# Recorded data
========

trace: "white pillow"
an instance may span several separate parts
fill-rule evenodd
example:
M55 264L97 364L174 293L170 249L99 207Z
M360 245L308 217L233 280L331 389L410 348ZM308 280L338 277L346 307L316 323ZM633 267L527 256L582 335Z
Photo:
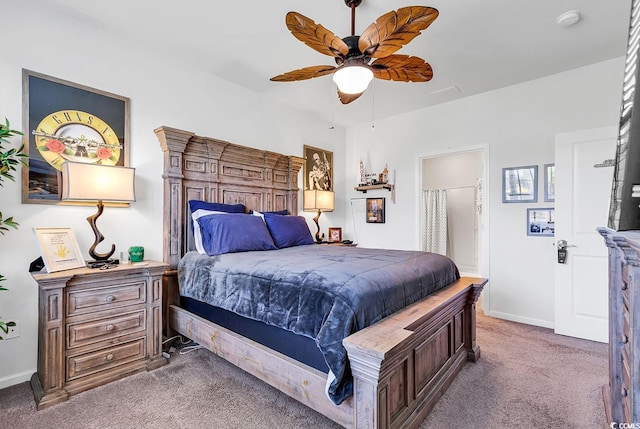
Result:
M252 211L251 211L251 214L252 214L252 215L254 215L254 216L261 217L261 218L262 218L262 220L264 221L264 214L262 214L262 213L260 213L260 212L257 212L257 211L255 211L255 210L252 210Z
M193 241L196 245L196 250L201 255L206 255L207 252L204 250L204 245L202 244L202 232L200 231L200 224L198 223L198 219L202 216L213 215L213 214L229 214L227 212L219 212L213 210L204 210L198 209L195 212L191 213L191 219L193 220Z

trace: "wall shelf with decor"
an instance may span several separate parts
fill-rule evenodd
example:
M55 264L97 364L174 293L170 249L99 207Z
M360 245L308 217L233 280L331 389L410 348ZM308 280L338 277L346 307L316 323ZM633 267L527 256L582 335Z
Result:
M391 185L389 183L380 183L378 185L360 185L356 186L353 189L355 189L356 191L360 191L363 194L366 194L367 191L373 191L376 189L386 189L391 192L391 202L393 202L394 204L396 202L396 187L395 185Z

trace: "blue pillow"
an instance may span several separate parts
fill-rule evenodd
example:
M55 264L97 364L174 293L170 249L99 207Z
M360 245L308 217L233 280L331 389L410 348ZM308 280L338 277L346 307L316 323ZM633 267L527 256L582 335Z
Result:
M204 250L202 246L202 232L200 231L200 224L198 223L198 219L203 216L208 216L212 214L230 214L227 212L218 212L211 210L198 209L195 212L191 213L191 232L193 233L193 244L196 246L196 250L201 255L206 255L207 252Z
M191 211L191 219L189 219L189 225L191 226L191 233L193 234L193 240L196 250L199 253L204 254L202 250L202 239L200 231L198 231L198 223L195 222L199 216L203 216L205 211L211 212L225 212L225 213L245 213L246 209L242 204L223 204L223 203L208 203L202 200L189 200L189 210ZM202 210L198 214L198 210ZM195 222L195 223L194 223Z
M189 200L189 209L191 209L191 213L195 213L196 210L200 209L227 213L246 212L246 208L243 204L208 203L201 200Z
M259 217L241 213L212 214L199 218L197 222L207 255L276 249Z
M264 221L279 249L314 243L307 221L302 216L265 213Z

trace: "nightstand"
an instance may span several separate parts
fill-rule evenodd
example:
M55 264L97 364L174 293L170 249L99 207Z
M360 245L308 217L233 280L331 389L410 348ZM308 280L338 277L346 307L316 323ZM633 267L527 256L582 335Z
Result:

========

# Work instruction
Reproduce the listing exactly. The pictures are to be omitted.

# Answer to this task
trace: "white pillow"
an instance may span several separate parts
fill-rule evenodd
example:
M55 264L97 364L174 293L170 249L99 207Z
M360 245L308 217L233 280L331 389L410 348ZM308 280L338 277L346 307L316 323ZM633 267L527 256L582 335Z
Photo:
Result:
M252 211L251 211L251 214L252 214L252 215L254 215L254 216L261 217L261 218L262 218L262 220L264 221L264 214L262 214L262 213L260 213L260 212L257 212L257 211L255 211L255 210L252 210Z
M193 241L196 245L196 250L201 255L206 255L207 252L204 250L204 245L202 244L202 232L200 231L200 224L198 223L198 219L202 216L213 215L213 214L229 214L227 212L219 212L213 210L204 210L198 209L195 212L191 213L191 219L193 220Z

trace: "wall shelf with decor"
an instance may span several separate parts
fill-rule evenodd
example:
M55 264L97 364L174 293L170 249L99 207Z
M360 245L308 217L233 280L331 389L410 348ZM308 280L338 277L346 307L316 323ZM633 267L527 256L582 335Z
Result:
M391 185L389 183L380 183L378 185L360 185L356 186L353 189L355 189L356 191L360 191L363 194L366 194L367 191L373 191L376 189L386 189L391 192L391 202L393 202L394 204L396 202L396 187L395 185Z

trace: "blue pillow"
an instance may span several separate parts
fill-rule evenodd
example:
M55 264L97 364L174 293L170 249L99 207Z
M360 245L308 217L233 280L331 389L410 348ZM308 280L338 277L346 307L316 323ZM633 267L527 256L582 335Z
Result:
M204 250L202 246L202 232L200 231L200 224L198 223L198 219L203 216L208 216L212 214L230 214L227 212L218 212L211 210L198 209L195 212L191 213L191 232L193 233L193 244L196 246L196 250L201 255L206 255L207 252Z
M191 211L191 219L189 219L189 225L191 226L191 233L193 234L193 240L196 250L199 253L204 254L202 250L202 239L200 231L198 231L198 223L195 222L199 216L203 216L205 211L211 212L225 212L225 213L245 213L246 209L242 204L223 204L223 203L208 203L202 200L189 200L189 210ZM202 210L198 214L198 210ZM195 222L195 223L194 223Z
M189 200L189 209L191 209L191 213L195 213L196 210L200 209L227 213L246 212L246 208L243 204L208 203L201 200Z
M259 217L241 213L212 214L199 218L197 222L207 255L276 249Z
M264 221L279 249L314 243L307 221L302 216L265 213Z

trace: "nightstand"
an instance may span several separate parts
fill-rule evenodd
example:
M55 264L97 364L174 293L170 249L99 207Z
M360 245L308 217L233 280L331 389L410 348ZM308 280L338 277L346 307L316 323ZM633 267L527 256L582 335Z
Result:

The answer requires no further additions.